■ **PROBLEM TO SOLVE**: Print the lines that run from the line with "# rows come back like column 117, row 82" to the line with "# rows come back like column 876, row 112", keeping both end lines, exactly as they appear in the entries below, and nothing else.

[Referring expression data]
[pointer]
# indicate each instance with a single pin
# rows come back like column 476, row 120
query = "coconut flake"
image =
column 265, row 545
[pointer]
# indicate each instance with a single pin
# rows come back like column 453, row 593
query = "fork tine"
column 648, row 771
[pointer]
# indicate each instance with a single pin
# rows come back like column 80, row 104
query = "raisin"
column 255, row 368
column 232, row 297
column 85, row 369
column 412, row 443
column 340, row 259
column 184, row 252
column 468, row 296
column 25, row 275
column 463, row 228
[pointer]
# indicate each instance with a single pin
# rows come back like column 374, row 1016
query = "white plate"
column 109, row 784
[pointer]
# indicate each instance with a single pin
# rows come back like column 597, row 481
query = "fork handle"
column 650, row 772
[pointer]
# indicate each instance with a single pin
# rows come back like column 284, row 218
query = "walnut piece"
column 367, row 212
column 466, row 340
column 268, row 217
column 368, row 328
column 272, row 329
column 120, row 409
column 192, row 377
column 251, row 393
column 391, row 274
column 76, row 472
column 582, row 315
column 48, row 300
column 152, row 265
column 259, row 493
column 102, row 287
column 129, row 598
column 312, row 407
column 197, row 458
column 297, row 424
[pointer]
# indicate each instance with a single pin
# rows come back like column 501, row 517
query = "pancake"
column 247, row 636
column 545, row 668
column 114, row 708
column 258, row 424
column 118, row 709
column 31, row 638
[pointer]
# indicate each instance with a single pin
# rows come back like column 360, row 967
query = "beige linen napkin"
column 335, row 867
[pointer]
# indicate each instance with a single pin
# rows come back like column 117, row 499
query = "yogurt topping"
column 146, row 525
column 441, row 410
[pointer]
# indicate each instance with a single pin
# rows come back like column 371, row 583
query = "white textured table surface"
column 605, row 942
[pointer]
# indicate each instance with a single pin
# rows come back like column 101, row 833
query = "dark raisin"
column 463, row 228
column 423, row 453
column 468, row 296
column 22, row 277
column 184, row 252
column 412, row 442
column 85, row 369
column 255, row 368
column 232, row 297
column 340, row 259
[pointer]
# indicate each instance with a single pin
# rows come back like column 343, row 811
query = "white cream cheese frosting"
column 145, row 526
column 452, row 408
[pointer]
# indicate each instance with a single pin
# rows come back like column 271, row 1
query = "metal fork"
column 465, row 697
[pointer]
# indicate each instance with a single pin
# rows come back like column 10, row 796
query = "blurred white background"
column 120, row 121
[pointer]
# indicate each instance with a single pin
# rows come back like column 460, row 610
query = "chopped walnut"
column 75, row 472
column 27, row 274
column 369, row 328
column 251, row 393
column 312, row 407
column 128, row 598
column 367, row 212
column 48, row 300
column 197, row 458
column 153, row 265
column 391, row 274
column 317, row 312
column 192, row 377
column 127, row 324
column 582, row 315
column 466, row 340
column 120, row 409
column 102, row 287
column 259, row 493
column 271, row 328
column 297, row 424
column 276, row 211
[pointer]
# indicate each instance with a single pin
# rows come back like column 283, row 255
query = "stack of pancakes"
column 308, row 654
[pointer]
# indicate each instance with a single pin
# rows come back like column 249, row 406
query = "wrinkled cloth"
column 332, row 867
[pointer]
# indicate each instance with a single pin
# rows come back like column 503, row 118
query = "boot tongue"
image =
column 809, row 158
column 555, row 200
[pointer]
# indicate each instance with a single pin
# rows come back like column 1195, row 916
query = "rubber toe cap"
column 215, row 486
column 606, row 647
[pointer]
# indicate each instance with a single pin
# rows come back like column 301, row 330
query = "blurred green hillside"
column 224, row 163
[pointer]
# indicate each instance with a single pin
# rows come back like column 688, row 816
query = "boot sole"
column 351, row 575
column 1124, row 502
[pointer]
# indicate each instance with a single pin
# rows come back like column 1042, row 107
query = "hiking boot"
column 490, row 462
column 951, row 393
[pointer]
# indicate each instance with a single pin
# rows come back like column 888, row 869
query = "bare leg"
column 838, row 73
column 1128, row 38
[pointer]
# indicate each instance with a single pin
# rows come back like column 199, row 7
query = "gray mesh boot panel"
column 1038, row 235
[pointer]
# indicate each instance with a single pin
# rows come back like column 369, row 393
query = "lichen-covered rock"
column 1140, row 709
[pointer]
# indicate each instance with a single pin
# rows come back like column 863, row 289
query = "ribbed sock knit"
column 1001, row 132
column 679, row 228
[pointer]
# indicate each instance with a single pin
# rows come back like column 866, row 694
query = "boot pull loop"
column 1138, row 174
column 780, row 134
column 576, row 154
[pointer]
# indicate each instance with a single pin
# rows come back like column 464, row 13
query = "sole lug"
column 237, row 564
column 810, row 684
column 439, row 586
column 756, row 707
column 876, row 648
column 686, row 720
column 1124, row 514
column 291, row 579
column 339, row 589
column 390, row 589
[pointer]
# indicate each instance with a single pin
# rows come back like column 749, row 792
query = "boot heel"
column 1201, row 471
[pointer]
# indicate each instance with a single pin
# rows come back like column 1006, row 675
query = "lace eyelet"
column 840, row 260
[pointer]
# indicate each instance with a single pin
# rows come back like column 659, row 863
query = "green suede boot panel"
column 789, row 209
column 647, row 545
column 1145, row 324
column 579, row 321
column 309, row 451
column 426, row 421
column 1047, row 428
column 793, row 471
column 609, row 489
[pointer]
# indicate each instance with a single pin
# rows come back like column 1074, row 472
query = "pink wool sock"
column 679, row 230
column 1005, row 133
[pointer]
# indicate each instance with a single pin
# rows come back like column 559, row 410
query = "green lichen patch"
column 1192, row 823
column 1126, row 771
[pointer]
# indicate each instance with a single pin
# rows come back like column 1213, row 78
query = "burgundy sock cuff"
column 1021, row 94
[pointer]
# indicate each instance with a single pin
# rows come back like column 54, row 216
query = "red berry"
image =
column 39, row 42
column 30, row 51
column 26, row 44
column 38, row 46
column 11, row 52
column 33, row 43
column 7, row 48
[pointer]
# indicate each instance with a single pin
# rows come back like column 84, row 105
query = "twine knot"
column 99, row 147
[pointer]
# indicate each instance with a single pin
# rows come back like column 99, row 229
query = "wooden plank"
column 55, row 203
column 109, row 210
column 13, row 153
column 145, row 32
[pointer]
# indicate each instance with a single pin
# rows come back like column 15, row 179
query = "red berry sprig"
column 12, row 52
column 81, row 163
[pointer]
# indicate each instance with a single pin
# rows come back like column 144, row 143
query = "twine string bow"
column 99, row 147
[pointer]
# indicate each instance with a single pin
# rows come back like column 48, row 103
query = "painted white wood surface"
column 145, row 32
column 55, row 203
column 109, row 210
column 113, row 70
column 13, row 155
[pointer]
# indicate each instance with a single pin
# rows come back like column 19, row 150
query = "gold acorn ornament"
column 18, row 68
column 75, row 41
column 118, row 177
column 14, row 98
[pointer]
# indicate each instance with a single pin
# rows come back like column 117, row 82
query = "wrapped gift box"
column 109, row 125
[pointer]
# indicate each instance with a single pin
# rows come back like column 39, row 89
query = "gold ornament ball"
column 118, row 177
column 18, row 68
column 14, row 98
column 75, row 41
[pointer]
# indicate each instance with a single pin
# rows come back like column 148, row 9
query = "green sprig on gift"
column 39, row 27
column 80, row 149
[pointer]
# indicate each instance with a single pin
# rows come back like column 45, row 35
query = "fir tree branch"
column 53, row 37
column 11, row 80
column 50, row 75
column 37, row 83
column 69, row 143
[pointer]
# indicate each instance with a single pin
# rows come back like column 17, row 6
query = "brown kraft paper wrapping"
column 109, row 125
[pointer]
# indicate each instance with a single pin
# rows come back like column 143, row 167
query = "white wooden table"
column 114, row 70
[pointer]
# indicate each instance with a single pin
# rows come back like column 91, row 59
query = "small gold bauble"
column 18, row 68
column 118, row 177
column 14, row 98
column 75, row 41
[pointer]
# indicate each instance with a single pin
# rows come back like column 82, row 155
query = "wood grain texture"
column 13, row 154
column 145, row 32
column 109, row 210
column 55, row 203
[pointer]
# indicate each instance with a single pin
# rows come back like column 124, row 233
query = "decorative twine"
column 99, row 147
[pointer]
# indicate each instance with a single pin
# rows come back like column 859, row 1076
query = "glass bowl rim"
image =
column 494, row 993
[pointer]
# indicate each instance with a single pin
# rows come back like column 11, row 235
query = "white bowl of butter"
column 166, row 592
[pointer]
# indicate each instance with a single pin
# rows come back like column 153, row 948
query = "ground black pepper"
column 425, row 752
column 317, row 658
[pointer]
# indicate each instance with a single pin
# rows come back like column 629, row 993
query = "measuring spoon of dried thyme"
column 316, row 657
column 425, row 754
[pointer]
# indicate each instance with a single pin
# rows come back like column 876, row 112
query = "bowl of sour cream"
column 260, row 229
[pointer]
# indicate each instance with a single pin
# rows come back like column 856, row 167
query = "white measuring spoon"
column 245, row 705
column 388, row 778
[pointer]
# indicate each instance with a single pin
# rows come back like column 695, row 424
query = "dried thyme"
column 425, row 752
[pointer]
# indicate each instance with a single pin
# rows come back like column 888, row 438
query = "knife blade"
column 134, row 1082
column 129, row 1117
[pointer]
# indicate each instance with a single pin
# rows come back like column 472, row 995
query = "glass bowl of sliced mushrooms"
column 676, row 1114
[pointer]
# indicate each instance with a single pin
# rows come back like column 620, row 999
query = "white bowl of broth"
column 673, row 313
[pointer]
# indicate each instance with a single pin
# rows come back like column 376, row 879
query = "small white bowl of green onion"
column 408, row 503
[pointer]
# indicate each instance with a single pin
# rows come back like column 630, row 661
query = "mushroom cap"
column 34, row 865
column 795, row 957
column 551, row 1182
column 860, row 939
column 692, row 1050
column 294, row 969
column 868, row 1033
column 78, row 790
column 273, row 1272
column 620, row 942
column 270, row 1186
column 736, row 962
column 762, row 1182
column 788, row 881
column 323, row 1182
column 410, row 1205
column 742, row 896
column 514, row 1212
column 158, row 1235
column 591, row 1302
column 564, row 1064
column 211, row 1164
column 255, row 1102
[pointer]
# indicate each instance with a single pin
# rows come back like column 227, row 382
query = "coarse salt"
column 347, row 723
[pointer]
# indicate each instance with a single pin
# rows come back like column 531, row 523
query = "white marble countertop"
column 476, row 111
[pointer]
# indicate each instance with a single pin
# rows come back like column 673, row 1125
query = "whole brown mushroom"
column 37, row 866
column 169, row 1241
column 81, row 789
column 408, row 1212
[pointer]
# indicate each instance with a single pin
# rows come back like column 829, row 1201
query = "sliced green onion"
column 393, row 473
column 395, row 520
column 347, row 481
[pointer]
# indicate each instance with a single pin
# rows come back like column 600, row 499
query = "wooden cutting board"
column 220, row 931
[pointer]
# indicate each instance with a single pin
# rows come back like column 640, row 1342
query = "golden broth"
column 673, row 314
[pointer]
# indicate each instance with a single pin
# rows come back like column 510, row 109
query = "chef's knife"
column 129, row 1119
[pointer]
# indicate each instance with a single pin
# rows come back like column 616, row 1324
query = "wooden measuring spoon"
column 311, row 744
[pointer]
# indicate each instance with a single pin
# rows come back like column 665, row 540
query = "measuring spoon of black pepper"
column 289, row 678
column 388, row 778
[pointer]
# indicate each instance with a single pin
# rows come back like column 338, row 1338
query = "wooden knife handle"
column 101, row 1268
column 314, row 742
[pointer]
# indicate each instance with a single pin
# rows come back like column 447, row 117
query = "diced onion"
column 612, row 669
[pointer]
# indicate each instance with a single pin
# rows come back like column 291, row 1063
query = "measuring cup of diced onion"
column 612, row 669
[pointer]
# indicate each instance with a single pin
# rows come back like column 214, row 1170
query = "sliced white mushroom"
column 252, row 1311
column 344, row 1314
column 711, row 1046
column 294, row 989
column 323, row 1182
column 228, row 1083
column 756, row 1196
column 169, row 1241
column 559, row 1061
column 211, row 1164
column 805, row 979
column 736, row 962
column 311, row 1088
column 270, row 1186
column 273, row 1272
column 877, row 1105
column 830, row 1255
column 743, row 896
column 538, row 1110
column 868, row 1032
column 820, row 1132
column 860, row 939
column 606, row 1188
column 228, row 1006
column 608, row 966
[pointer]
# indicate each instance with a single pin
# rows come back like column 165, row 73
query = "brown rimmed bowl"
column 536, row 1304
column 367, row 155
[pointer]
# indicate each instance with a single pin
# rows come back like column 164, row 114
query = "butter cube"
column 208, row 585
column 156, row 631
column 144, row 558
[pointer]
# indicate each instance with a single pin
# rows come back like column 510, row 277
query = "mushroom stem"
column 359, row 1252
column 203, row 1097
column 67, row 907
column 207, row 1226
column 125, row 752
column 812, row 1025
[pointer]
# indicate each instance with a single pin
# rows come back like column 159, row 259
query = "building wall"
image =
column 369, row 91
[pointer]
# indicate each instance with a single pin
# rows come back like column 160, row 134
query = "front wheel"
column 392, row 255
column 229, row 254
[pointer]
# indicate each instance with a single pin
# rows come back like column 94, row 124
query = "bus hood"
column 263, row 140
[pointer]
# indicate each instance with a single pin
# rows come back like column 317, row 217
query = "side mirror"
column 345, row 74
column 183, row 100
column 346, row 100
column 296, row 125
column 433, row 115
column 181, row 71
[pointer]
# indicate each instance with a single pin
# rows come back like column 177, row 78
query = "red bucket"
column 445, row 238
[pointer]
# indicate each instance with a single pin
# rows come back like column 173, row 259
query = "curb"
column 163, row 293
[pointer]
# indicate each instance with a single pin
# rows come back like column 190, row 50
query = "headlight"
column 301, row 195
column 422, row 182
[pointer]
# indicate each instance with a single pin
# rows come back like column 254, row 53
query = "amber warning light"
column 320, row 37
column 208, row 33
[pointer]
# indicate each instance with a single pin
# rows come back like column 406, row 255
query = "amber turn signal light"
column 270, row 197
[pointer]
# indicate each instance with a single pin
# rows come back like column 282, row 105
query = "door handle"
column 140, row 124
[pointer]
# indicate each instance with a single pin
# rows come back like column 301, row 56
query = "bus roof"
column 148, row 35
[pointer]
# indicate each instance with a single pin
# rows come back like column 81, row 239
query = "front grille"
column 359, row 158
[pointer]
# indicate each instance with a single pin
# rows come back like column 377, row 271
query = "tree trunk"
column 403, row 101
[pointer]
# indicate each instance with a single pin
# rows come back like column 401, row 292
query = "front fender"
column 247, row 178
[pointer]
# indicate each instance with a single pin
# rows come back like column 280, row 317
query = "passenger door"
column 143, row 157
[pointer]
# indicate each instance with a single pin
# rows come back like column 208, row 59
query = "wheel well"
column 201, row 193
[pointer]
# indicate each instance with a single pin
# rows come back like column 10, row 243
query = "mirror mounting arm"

■ **RESULT FOR THIS TASK**:
# rows come back like column 117, row 82
query = "wrapped gift box"
column 109, row 125
[pointer]
# indicate each instance with a single pin
# rows come back like column 39, row 89
query = "gold ornament ball"
column 118, row 177
column 18, row 68
column 14, row 98
column 75, row 41
[pointer]
# indicate each instance with a single pin
# rows come back like column 148, row 9
query = "green sprig on gift"
column 39, row 27
column 80, row 149
[pointer]
# indicate each instance with a single pin
# rows come back like column 45, row 35
query = "fir tree branch"
column 53, row 37
column 11, row 80
column 50, row 75
column 37, row 83
column 69, row 143
[pointer]
# indicate each instance with a single pin
# rows come back like column 17, row 6
query = "brown kraft paper wrapping"
column 109, row 125
[pointer]
# indicate each instance with a single pin
# rows come back like column 143, row 167
query = "white wooden table"
column 114, row 70
[pointer]
# indicate each instance with a single pin
# rows come back like column 91, row 59
query = "small gold bauble"
column 18, row 68
column 118, row 177
column 14, row 98
column 75, row 41
[pointer]
# indicate each instance with a single pin
# rows come back like column 82, row 155
query = "wood grain texture"
column 13, row 154
column 145, row 32
column 109, row 210
column 55, row 203
[pointer]
# indicate each instance with a single pin
# rows come back like column 124, row 233
query = "decorative twine"
column 99, row 147
[pointer]
# indicate each instance with a single pin
# rows come back like column 859, row 1076
query = "glass bowl rim"
image =
column 494, row 993
[pointer]
# indicate each instance with a single pin
# rows come back like column 11, row 235
query = "white bowl of butter"
column 166, row 592
[pointer]
# indicate each instance with a single pin
# rows come back like column 153, row 948
query = "ground black pepper"
column 425, row 752
column 317, row 658
[pointer]
# indicate each instance with a single pin
# rows come back like column 629, row 993
query = "measuring spoon of dried thyme"
column 316, row 657
column 425, row 754
[pointer]
# indicate each instance with a single pin
# rows come back like column 876, row 112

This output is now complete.